-- begin Selected passage --
Inhomogeneous test data without homogenization are referred also as raw data in the study.
3) Groups of test datasets
From the spatial correlations and the frequency, magnitude, and type of IHs, we define the groups of high-SNR test datasets and low-SNR test datasets, and the test datasets with semi-synchronous breaks form an additional group:
group of high SNR test datasets (G1): Y1, Y2, Y4, and U2;
group of low SNR test datasets (G2): Y3, U1, U3, and U4; and
group of test datasets with semi-synchronous breaks (G3): Y5 and Y6.
c. Homogenization methods
Nine versions of five homogenization methods are tested. The five methods are the adapted Caussinus-Mestre algorithm for the homogenization of networks of climatic time series (ACMANT), “Climatol,” the multiple analysis of series for homogenization (MASH), the pairwise homogenization algorithm [PHA, also known also as the U.S. Historical Climatology Network (USHCN) method], and the penalized maximal t test of the relative homogenization tests (RHtests) package (RHtests-PMT)]. Two of the five methods, ACMANT (Domonkos and Coll 2017b) and MASH (Szentimrey 1999), are multiple-break methods in the sense that they detect and correct multiple break structures with joint operations. By contrast, Climatol (Guijarro 2018), PHA (Menne and Williams 2009), and RHtests (Wang et al. 2007) apply a hierarchic algorithm of break detection based on the standard normal homogeneity test (SNHT; Alexandersson 1986) and cutting algorithm (Easterling and Peterson 1995). Data gap filling is part of the homogenization procedure in three methods (ACMANT, Climatol, and MASH), and all of the methods except RHtests have built-in routines for filtering outlier values. All the nine method versions are fully automatic, except that the selection of reference series is not provided in the automatic procedure in MASH and RHtests. The tested methods are freely available (see http://www.climatol.eu/tt-hom/index.html and its links).
1) ACMANT
ACMANT was developed from “PRODIGE” (Caussinus and Mestre 2004), keeping its principal detection and correction routines but adding new features. In ACMANT, the candidate series are compared with composite reference series (Peterson and Easterling 1994; Domonkos 2011b); step function fitting with the Caussinus–Lyazrhi criterion is applied for break detection (Caussinus and Lyazrhi 1997), and the ANOVA model is used for the correction of IHs (Caussinus and Mestre 2004; Mamara et al. 2014; Lindau and Venema 2018). See further details of ACMANTv3 (AC3) in Domonkos and Coll (2017b). The most recent version, ACMANTv4 (AC4; Domonkos 2020), has several novelties. The most important ones are as follows: (i) The fully automatic treatment is extended up to datasets of 5000 series (Domonkos and Coll 2019), (ii) ensemble homogenization in the third (last) phase is incorporated from varied prehomogenization scenarios, and (iii) a weighted ANOVA model is included for the assessment of correction terms (Szentimrey 2010; Domonkos 2017), which considers spatial differences in the regional climatic changes [component CA of Eq. (3)].
-- end Selected passage --
-- begin Information supplied --
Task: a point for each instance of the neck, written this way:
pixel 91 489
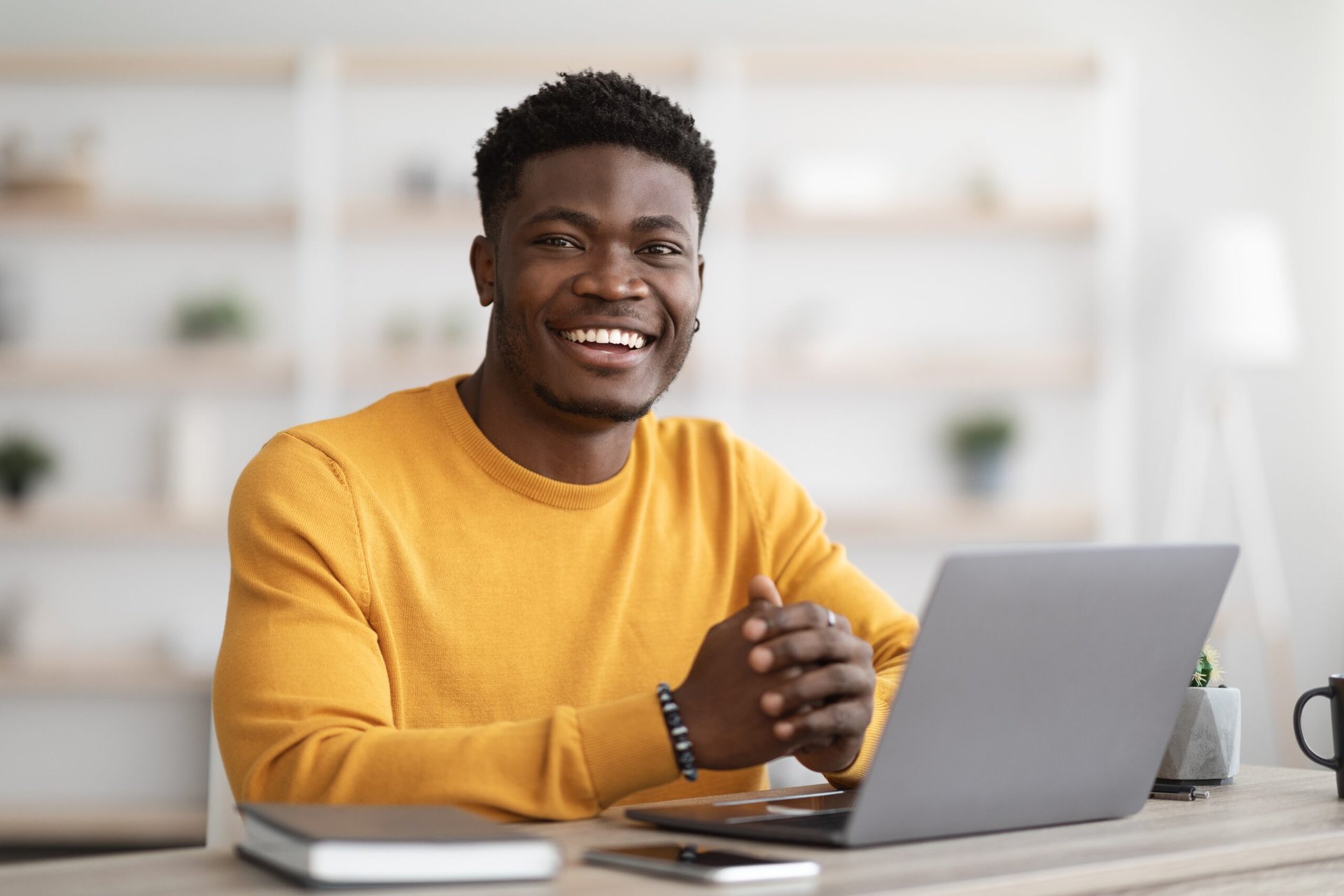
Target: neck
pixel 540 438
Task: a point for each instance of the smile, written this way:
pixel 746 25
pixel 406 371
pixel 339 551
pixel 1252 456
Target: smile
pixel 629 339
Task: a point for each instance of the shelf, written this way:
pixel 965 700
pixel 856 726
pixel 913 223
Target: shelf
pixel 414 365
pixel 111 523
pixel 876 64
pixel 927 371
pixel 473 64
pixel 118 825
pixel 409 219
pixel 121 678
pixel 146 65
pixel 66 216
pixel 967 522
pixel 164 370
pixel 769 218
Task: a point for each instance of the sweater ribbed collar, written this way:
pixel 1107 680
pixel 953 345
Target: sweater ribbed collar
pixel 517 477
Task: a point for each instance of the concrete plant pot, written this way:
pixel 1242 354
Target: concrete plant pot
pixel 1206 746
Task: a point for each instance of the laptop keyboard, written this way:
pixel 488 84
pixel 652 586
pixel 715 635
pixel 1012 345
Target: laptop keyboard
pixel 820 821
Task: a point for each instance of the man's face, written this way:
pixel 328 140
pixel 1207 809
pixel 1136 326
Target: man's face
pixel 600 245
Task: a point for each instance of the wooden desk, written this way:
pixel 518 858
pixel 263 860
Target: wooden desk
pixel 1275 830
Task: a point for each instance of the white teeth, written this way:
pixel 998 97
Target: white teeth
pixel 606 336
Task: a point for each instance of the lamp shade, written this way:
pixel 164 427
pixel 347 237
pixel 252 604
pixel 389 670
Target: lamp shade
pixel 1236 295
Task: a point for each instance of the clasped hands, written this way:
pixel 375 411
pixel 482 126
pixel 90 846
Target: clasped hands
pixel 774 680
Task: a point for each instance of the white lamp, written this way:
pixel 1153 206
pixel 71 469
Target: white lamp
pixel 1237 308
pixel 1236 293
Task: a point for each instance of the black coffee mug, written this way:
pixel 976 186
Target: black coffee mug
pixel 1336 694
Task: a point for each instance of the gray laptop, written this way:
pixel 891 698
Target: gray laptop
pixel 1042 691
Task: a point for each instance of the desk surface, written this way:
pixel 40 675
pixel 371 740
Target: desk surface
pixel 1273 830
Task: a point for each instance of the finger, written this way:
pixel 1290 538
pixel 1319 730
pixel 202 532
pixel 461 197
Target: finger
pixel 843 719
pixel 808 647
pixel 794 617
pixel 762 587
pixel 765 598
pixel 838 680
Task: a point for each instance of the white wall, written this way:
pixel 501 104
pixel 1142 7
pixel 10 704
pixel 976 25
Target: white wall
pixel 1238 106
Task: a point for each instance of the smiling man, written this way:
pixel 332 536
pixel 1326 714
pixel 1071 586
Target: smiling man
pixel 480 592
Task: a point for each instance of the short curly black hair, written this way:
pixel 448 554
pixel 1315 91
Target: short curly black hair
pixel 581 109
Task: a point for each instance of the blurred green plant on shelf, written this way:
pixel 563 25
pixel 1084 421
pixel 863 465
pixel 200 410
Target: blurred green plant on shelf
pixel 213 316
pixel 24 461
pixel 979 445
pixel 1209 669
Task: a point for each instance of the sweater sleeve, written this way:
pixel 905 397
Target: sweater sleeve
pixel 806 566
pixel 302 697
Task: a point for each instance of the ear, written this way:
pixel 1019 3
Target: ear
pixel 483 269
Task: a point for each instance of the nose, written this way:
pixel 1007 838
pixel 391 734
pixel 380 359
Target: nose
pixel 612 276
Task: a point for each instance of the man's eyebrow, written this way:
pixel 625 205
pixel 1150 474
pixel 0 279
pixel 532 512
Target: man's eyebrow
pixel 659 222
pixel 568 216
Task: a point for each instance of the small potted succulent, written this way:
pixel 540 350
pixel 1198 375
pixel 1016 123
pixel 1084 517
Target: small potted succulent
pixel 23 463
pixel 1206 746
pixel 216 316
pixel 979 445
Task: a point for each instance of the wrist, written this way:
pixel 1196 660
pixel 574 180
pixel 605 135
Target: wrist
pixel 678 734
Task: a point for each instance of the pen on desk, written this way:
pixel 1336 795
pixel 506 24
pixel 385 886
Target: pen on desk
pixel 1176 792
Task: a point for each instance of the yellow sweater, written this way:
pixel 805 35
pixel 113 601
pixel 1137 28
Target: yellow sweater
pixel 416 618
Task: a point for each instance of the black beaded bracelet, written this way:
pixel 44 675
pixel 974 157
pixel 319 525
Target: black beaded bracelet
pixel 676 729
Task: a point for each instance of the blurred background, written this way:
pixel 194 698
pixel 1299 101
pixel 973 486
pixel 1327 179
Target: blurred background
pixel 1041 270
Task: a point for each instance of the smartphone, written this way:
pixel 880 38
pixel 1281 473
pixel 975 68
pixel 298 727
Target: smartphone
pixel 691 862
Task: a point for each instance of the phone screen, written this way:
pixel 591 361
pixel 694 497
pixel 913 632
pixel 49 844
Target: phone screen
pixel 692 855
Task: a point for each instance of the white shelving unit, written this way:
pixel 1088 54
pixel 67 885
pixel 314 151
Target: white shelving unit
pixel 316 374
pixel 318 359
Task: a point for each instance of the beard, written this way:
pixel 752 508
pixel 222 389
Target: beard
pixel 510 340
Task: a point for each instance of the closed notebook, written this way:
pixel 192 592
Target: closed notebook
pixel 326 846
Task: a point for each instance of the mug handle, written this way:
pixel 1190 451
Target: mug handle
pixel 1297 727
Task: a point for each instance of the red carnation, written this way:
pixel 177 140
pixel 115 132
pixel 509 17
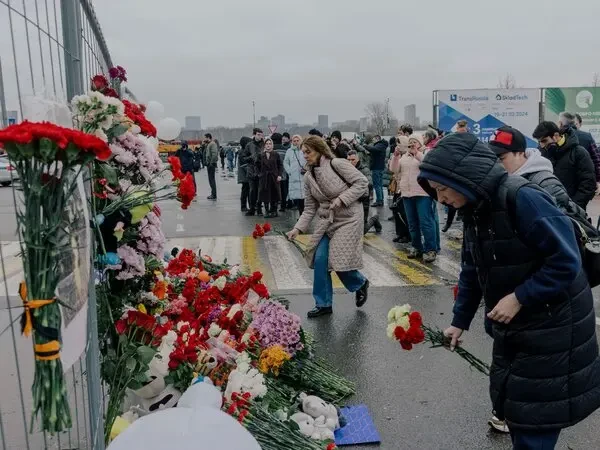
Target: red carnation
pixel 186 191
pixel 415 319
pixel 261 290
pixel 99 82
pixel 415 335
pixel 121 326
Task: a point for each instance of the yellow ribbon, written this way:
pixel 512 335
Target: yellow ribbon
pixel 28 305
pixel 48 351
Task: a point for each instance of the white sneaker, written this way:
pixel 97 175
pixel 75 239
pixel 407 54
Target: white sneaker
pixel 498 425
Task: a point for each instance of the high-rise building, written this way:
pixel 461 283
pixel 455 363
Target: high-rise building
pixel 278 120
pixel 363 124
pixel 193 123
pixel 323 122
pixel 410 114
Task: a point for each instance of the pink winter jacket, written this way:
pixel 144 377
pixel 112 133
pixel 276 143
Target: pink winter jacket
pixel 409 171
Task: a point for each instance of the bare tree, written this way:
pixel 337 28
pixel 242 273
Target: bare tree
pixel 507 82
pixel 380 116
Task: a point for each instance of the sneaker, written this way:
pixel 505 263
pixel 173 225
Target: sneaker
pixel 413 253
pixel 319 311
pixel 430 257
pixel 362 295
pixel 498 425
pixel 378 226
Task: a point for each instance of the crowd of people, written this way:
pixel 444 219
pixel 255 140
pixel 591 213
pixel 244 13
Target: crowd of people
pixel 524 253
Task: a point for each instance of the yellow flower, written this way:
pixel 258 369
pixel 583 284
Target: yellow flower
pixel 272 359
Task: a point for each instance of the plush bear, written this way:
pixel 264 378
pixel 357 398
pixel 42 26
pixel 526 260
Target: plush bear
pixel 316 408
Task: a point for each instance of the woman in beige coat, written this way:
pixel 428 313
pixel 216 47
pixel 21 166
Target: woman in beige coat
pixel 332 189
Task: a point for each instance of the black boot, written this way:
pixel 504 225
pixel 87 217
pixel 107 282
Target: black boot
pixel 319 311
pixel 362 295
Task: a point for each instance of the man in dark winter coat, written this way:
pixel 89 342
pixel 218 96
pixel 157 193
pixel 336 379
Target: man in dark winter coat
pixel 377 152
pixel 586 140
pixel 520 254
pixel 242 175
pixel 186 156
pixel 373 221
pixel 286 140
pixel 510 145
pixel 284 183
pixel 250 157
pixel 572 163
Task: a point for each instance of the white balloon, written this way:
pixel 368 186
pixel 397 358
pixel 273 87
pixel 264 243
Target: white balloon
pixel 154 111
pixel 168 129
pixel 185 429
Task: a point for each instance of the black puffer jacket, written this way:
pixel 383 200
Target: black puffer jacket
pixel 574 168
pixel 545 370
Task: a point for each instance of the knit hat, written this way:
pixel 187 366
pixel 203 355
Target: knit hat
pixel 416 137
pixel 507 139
-- end Information supplied --
→ Problem set
1. According to the passage on homogenizing climate data, which three methods include data gap filling as part of their homogenization procedure?
2. Carry on the passage about homogenizing climate data from the point where it ends.

→ Outputs for the tasks
1. ACMANT, Climatol, and MASH.

2.
2) Climatol
The Climatol homogenization package (Guijarro 2018) performs its process in three main stages, with many iterations within them. The first two stages are devoted to removing unwanted outliers and splitting the series into two fragments at the position where the SNHT statistic is the highest. Successive iterations refine the process until neither outliers nor breaks are detected over preset thresholds. In the first stage, SNHT is applied for overlapping windows along the series to reduce possible masking problems when several shifts are present, and in the second stage SNHT is applied over the whole series, getting the full power of the test. These outlier rejection and shift detection steps are performed over the series of anomaly differences between the observed data and a composite reference series built from a number of nearby sites, in both cases in normalized form. The third stage is dedicated to assigning synthetic values to all missing data in all series and subseries originated in the splitting process, with spatial interpolation, using the data of nearby stations. Two Climatol parameterizations are tested, referred to as Climatol-1 (Cl1) and Climatol-2 (Cl2), respectively. Both normalize the time series with the removal of the long-term mean, but only Cl2 divides the centered values by the standard deviation, thereby yielding season-dependent adjustment terms.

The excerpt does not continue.